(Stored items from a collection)
_____

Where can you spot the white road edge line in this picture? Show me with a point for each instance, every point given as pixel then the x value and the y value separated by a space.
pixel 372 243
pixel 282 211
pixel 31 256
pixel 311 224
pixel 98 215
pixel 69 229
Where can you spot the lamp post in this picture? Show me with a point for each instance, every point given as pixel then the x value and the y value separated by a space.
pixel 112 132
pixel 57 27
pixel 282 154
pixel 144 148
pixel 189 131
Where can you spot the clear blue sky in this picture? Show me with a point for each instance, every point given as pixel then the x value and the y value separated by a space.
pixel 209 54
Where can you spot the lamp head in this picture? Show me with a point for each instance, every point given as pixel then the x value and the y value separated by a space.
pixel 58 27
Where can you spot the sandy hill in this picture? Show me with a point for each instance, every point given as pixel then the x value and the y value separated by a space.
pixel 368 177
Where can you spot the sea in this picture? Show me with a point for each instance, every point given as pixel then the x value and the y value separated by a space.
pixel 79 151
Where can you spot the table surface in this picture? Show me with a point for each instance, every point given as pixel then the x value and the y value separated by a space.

_____

> **Stated problem**
Reproduce the data in full, exactly as presented.

> **Correct output**
Where can you spot the white road edge line in this picture? Show me with a point for each instance, every point given as pixel then the x value and the y value separated by a space.
pixel 372 243
pixel 282 211
pixel 31 256
pixel 311 224
pixel 98 215
pixel 69 229
Where can you spot the lamp post in this picture? Show me with a point for each instance, every point given as pixel then the x value and the y value separated by a space.
pixel 112 132
pixel 57 27
pixel 282 154
pixel 144 148
pixel 189 131
Where can you spot the clear blue sky in this picture? Show me with a point for each instance, every point given as pixel then the x value and the y value separated by a space.
pixel 209 54
Where can you spot the lamp head in this picture? Show me with a point for each instance, every point given as pixel then the x value and the y value separated by a space.
pixel 58 27
Where can you spot the sandy hill in this picture? Show me with a point for each instance, every point given as pixel then the x value and the y value separated by a space.
pixel 368 177
Where can you spot the sea in this picture? Show me with a point for each instance, every point given as pixel then the x value and the y value separated by a space.
pixel 79 151
Where can you spot the table surface in this picture? Show me with a point for each instance, every point given as pixel then the x value and the y value separated by a space.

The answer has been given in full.